22 February 2013

Cottage Capers... or, a post-blizzard update

The capriciousness of New England weather is notorious. In fact, Mark Twain is said to be responsible for the infamous quote: "If you don't like the weather in New England, just wait a minute." 

Which is why I am genuinely impressed that for the past two weekends, the weather casters have had it exactly right, from the timing of the snowfalls to the amounts.  A remarakble feat for anyone who tries to predict any kind of weather in this part of the world with even a slim sense of accuracy.
When "Nemo" arrived it began with a light snowfall at 7am Friday (as predicted) and didn't depart until four o'clock Saturday afternoon (as predicted). There was a parking ban, a driving ban, nearly 200,000 people were without power, and our area of New England came to a complete halt for nearly four days.  Also as predicted. 

Fearful of losing power, I made a huge vat of Tomato soup as soon as I awoke on Friday, followed by a less practical but equally comforting batch of walnut brownies.  I then spent an hour or so bringing logs and kindling into the house, preparing the grate with paper knots and bracken and then piling enough logs on the hearth and in the back hallway to keep a good fire going in case the worst happened and there was no heat. 
By mid-afternoon Friday, the snowfall had picked up, falling an inch per hour. (As predicted.) By nightfall, the branches of my hemlock were touching earth, crowned with huge globs of wet snow, and my rose arbor was nearly face down on the front walkway. Throwing a long raincoat over my nightdress and donning my wellies I spent three quarters of an hour in face-stinging snow waving the business end of a shovel at the hemlock branches, the cherry tree, and the rose hedge, trying to release them back into their natural shapes before they snapped in two.  Then it was back inside for a ball of jute and kitchen shears so I could haul the rose arbor back on its legs and lash it to the old iron gate near the front flower bed.  By the time I came indoors I must have had at least 10 pounds of sleet inside my clothes.  Very bracing at nine o'clock at night.

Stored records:

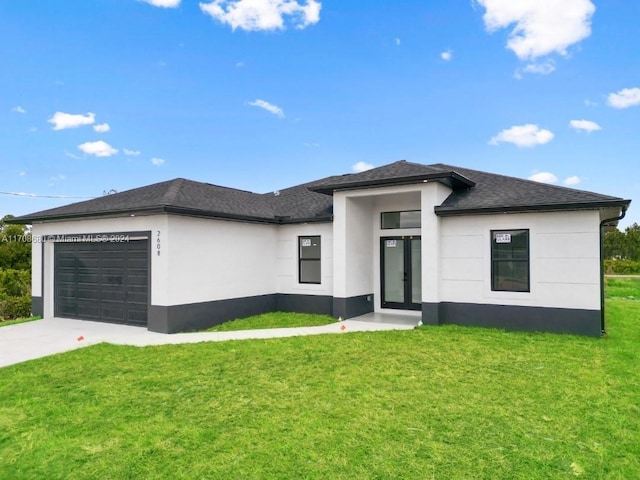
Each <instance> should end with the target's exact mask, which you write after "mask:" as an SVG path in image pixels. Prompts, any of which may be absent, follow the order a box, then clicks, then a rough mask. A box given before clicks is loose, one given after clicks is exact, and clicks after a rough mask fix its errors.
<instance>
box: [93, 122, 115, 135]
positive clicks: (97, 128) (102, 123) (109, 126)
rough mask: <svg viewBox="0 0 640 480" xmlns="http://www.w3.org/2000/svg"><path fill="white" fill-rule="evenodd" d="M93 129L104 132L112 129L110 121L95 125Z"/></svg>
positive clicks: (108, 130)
--
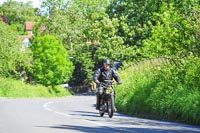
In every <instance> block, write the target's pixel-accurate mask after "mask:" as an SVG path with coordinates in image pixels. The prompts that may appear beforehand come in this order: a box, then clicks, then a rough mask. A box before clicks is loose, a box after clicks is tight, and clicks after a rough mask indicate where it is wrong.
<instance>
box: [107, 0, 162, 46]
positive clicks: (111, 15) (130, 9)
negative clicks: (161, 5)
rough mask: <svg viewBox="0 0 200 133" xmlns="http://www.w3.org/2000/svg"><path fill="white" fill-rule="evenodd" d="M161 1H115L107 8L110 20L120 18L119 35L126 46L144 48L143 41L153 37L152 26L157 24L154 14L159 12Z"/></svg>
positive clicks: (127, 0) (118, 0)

• [Exercise 1] Please find each line in the records above that contains the string "viewBox" and copy those lines out. Match case exactly.
• [Exercise 2] Take the post about the New England blizzard further, picking up right after its final sentence.

• [Response area 1]
rough mask: <svg viewBox="0 0 640 480" xmlns="http://www.w3.org/2000/svg"><path fill="white" fill-rule="evenodd" d="M93 129L104 132L112 129L110 121L95 125Z"/></svg>
rough mask: <svg viewBox="0 0 200 133" xmlns="http://www.w3.org/2000/svg"><path fill="white" fill-rule="evenodd" d="M161 1H115L107 8L110 20L120 18L119 35L126 46L144 48L143 41L153 37L152 26L157 24L154 14L159 12Z"/></svg>

• [Response area 2]
The wind howled throughout the evening but other than a few flickers now and then the cottage never lost power and I fell asleep to the sound of what they'd promised could be one of the top five snow storms we'd ever experienced.
Early Saturday morning the snow continued to fall, with blustering eddies swirling drifts up to four feet high. I tried to venture out the back door to see how the trees had fared but it was sealed shut by nearly two feet of snow and try as I may I could not push it openOpening the front door, I was greeted by a slightly smaller pile of snow as it tumbled onto my slippers. Absolutely everything was blanketed in white. In fact, any evidence of my having been outside the night before, to-ing and fro-ing and trying to save tree branches and arbors, was covered now by at least another foot of snow. 

As the sun moved higher in the sky, more people ventured outdoors, but it wasn't until late morning that the sound of shovels and snowblowers filled the air, in counterpoint with the voices of children pushing their rubber tires and sleds along the road.

I love the silent camaraderie that evolves when you are locked in the same chore with people, aware of one another but not speaking and simply going about your business.  This happens in the summer when I pick berries at a local farm with a friend or family member. Bent at the waist, we concentrate our efforts on the bushes, picking the best fruits and letting them drop into our baskets as our minds wander into what I like to call a "picker's high". Occasionally one of us will look up to see how far down the row the other person is, as bees buzz languidly around our skirts and heads. The same quiet fellowship occurs when neighbors find themselves shovelling their way out of their homes. 

I found my rhythm, shifting direction now and then and taking care not to bury my rose hedge in the heavy wet snow as I did one year.  (It took them nearly the entire summer to bend back to their proper height and I felt a terrible guilt each time I looked at their misshapen branches.) Clearing a small path from the front door to the sidewalk I made my way down the pavement to the neighbor's boundary. Retracing my steps, I made a path from the front of the house around to the side door.  All that remained now was a path down the driveway and out to the street, but this would involve shoveling my way through a pile of snow that reached nearly to my shoulders, left behind by the plows.  Fatigue and hunger drove me inside for a change of clothes and a bowl of soup, but within the hour I was outside again, determined to tackle the mountain of white that remained.  At that moment my neighbor came over and met me halfway with his snowblower, clearing the last of my front walk and pushing his way through the enormous heap the plows had deposited there.  "Shall we drive a golden spike in?" he joked as the pathway opened.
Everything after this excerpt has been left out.